Task statement => For the records that follow, please set down exactly the lines between the one holding "Scan for dark brown" and the one holding "Scan for jacket", inclusive, and only those.

Provided data =>
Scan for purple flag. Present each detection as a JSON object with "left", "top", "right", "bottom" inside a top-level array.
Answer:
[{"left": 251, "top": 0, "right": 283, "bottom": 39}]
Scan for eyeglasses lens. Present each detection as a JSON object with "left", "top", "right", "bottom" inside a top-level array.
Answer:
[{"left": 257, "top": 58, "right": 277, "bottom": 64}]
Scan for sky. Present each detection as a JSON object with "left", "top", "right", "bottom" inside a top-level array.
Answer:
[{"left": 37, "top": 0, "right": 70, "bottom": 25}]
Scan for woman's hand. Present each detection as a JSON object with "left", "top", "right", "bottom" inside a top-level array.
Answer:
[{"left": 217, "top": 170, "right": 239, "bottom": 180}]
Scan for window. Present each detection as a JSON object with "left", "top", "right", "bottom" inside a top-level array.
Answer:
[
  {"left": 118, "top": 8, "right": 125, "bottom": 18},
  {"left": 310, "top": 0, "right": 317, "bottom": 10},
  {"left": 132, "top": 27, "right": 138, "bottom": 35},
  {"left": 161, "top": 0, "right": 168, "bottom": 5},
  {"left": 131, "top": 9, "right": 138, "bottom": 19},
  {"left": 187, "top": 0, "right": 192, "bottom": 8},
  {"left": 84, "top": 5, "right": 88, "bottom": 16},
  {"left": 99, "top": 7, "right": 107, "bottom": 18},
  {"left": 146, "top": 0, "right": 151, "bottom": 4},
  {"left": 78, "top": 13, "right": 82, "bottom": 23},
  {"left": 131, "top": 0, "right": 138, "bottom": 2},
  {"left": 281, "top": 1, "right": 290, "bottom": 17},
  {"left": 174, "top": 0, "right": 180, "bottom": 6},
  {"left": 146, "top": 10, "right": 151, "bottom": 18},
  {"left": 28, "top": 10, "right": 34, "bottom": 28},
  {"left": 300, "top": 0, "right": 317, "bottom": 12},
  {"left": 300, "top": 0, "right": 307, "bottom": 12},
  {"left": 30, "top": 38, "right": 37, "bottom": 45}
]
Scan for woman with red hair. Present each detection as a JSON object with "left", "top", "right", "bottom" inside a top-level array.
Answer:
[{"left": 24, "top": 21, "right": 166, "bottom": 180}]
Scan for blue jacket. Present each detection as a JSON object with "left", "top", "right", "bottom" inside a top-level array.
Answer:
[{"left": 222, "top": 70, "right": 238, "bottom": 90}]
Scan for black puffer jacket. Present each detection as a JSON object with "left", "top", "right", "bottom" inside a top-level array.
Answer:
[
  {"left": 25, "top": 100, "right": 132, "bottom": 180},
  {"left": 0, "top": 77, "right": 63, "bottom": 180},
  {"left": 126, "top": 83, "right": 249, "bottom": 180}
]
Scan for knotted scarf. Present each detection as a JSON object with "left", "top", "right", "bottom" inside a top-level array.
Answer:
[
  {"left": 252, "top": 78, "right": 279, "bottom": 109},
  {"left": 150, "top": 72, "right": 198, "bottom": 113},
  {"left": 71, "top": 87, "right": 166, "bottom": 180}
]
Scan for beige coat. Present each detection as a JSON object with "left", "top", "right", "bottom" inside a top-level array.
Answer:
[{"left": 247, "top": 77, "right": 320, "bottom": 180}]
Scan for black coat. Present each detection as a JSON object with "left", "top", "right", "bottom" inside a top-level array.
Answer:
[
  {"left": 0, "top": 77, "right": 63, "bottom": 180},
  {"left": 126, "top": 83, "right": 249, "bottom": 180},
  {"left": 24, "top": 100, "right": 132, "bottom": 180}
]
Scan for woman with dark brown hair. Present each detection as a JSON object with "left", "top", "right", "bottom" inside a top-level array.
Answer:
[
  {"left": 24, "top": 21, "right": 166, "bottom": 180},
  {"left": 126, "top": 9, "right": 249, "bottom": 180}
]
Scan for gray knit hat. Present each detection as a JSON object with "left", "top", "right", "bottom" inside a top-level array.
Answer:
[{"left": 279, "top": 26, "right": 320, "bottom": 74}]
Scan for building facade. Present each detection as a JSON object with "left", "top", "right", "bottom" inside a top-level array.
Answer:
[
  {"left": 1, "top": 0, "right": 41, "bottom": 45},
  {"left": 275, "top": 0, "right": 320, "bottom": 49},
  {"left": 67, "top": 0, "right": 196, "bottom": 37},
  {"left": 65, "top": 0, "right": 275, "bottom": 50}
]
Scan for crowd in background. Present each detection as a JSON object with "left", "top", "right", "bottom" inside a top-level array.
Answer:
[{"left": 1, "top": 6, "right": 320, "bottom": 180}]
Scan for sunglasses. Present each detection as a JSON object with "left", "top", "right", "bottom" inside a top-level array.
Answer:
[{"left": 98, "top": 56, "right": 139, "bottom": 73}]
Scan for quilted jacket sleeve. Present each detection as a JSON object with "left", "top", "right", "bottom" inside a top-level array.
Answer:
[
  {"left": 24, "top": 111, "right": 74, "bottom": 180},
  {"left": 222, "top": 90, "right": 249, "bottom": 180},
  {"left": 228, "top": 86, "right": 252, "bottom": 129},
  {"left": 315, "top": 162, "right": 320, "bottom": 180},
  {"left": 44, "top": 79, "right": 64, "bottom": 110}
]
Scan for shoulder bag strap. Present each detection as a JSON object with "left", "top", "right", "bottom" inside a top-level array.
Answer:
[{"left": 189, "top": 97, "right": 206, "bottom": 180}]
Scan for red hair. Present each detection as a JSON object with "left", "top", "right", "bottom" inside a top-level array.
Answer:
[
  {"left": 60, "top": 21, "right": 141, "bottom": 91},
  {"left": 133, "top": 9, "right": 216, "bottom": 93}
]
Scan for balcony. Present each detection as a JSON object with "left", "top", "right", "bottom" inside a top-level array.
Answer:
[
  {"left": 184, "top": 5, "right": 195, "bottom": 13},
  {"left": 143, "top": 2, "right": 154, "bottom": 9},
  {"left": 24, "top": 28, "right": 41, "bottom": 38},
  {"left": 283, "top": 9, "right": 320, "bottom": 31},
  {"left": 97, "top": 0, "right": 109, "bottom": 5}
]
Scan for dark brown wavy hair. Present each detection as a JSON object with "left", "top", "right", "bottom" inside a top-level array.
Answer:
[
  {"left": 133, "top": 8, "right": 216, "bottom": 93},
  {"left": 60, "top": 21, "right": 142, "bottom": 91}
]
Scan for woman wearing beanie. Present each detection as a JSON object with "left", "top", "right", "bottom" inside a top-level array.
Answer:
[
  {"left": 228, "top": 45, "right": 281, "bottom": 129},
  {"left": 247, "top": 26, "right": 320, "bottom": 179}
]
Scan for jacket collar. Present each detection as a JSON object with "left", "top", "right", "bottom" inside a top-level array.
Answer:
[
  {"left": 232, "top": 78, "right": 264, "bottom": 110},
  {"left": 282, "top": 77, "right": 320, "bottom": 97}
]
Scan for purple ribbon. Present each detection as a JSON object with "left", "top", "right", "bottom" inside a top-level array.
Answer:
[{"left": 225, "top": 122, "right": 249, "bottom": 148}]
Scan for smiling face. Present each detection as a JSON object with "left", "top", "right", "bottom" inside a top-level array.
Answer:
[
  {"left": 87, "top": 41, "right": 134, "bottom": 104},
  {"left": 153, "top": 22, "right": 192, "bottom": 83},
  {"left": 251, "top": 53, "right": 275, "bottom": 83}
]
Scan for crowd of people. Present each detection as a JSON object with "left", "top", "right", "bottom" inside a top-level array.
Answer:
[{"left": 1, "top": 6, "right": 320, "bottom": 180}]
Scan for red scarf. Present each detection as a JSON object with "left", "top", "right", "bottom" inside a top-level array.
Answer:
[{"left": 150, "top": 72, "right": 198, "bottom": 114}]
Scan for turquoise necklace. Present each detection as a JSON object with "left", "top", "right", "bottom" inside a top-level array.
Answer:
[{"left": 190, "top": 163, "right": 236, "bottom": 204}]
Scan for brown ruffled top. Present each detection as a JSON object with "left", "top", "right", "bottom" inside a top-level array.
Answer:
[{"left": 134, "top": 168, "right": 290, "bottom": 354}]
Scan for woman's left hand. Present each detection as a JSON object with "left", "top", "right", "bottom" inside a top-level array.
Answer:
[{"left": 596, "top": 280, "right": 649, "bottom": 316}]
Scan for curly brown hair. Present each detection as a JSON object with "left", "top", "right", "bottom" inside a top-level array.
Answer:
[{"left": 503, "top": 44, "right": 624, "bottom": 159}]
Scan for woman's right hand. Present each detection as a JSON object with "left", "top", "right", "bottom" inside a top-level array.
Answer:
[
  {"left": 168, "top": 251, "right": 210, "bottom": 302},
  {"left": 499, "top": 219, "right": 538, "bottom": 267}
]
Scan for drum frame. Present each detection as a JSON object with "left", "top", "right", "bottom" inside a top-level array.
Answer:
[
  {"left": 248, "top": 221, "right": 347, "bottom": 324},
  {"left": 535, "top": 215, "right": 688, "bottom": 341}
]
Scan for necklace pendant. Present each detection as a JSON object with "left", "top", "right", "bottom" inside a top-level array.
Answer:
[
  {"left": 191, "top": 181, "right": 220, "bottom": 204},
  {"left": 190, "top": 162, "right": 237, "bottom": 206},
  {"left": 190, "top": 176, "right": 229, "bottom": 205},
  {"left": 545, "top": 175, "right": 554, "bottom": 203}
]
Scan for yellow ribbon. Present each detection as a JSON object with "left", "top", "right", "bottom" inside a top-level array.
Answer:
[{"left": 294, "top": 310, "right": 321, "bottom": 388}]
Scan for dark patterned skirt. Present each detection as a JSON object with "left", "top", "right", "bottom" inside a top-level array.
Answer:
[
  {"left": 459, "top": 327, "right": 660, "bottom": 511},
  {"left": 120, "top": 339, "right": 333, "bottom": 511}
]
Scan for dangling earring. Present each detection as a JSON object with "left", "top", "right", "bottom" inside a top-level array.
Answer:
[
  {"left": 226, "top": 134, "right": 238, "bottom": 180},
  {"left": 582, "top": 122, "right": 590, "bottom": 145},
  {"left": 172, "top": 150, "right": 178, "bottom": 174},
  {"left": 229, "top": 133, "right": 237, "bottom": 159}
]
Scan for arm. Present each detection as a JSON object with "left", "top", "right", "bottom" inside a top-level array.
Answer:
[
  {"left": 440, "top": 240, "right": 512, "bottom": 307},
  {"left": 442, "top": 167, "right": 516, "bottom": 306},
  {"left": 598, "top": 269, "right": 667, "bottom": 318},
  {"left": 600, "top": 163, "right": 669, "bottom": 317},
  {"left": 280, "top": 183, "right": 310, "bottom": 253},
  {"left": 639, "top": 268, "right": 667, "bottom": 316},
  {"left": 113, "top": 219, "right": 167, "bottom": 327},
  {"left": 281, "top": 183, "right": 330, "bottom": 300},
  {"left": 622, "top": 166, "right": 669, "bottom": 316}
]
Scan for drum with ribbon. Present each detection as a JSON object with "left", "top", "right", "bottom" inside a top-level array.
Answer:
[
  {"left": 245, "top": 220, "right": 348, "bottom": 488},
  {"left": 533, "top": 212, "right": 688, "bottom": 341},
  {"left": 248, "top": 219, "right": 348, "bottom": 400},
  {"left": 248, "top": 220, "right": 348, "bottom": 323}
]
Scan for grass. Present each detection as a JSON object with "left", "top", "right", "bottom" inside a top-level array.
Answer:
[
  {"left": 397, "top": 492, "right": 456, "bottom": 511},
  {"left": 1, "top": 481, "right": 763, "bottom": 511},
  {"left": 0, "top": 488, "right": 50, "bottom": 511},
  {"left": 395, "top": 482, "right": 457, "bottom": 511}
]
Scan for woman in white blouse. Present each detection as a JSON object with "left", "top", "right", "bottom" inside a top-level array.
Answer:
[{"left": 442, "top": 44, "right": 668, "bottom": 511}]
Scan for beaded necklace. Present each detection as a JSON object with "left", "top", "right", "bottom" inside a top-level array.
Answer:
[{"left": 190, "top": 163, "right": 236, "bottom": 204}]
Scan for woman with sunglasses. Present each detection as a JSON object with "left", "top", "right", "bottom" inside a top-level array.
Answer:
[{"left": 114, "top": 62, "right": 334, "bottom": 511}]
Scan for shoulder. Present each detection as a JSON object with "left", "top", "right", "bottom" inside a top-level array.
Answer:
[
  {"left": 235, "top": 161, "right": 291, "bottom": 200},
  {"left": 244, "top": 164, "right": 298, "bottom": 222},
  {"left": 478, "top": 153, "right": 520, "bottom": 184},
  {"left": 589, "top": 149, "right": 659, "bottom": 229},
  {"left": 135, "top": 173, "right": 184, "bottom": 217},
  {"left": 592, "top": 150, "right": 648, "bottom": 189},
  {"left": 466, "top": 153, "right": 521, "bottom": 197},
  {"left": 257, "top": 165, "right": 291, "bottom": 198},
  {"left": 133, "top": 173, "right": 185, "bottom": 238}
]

Answer box =>
Scan for dark brown wavy hair. Present each detection as a JSON object with "left", "top", "right", "bottom" inside a top-level array.
Answer:
[
  {"left": 133, "top": 8, "right": 216, "bottom": 93},
  {"left": 60, "top": 21, "right": 142, "bottom": 91}
]
Scan for woman wearing beanie. Present each detection as a JSON object with "left", "top", "right", "bottom" inside a top-level array.
Answer:
[
  {"left": 228, "top": 45, "right": 281, "bottom": 129},
  {"left": 247, "top": 26, "right": 320, "bottom": 179}
]
Scan for jacket collar. Present each detection as a JSON object with "left", "top", "right", "bottom" inside a top-level array.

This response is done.